▸ **To do**:
Copy the records below word for word, leaving out the pictures.
-*-*-
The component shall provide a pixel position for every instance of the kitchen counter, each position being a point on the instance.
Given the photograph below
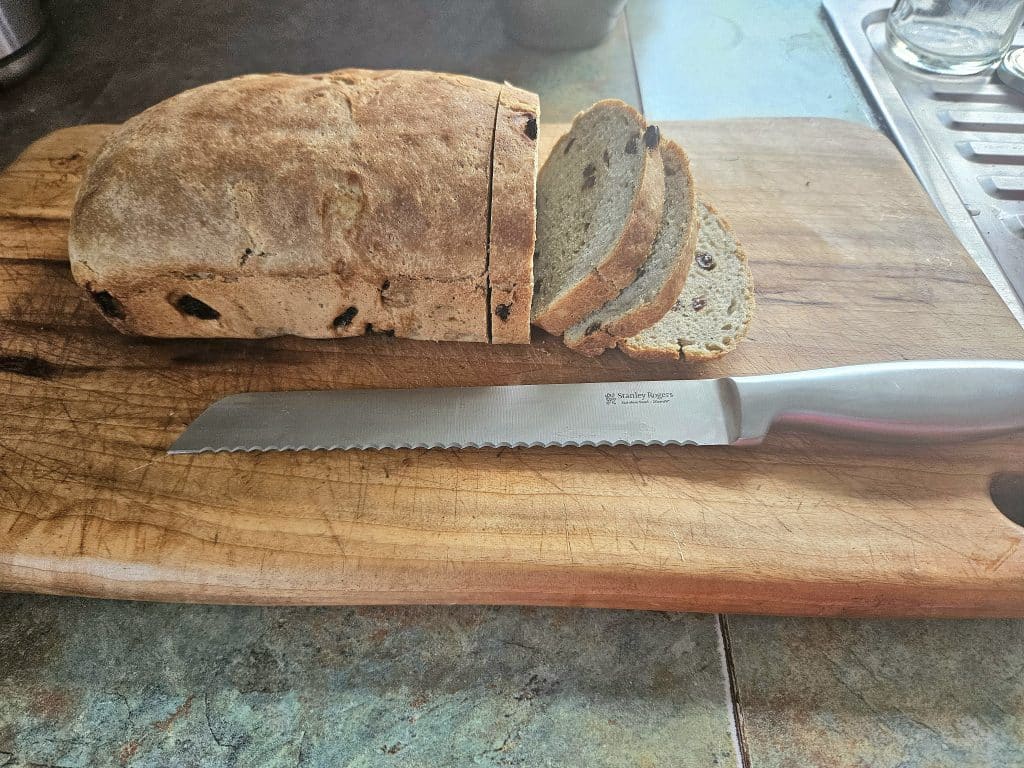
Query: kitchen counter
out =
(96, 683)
-*-*-
▸ **Finished answer**:
The component shall provide a pixel position for every instance of the kitchen counter, each position being a point on the instance.
Given the photograph below
Query: kitchen counter
out =
(96, 683)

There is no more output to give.